>> BEGIN Records

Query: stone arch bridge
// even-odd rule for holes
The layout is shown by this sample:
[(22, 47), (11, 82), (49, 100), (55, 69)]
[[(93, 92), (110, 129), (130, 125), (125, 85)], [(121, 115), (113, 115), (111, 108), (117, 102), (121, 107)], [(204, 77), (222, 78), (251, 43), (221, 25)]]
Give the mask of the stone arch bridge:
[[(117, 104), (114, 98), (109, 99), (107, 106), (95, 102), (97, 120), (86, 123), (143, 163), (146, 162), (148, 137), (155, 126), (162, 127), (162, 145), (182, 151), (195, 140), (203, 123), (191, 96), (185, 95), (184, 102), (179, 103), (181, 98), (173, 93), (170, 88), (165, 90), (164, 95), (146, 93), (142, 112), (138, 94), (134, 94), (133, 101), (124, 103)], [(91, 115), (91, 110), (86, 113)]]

>> END Records

Work required → Copy every entry above line for line, changing nothing.

Final result →
Query: stone arch bridge
// even-odd rule for holes
The layout is shown by this sample:
[(22, 47), (11, 82), (49, 100), (55, 69)]
[[(93, 92), (110, 129), (130, 125), (125, 85)], [(121, 115), (113, 115), (111, 108), (117, 102), (121, 107)], [(204, 77), (222, 78), (251, 43), (221, 25)]]
Give the mask of the stone arch bridge:
[[(117, 104), (114, 98), (109, 99), (107, 106), (95, 102), (97, 120), (86, 123), (143, 163), (146, 162), (148, 137), (155, 126), (162, 127), (162, 145), (182, 151), (195, 140), (203, 123), (191, 96), (185, 95), (184, 102), (179, 103), (181, 98), (173, 93), (170, 88), (165, 90), (164, 95), (146, 93), (142, 112), (138, 94), (134, 94), (133, 101), (124, 103)], [(91, 115), (91, 110), (86, 113)]]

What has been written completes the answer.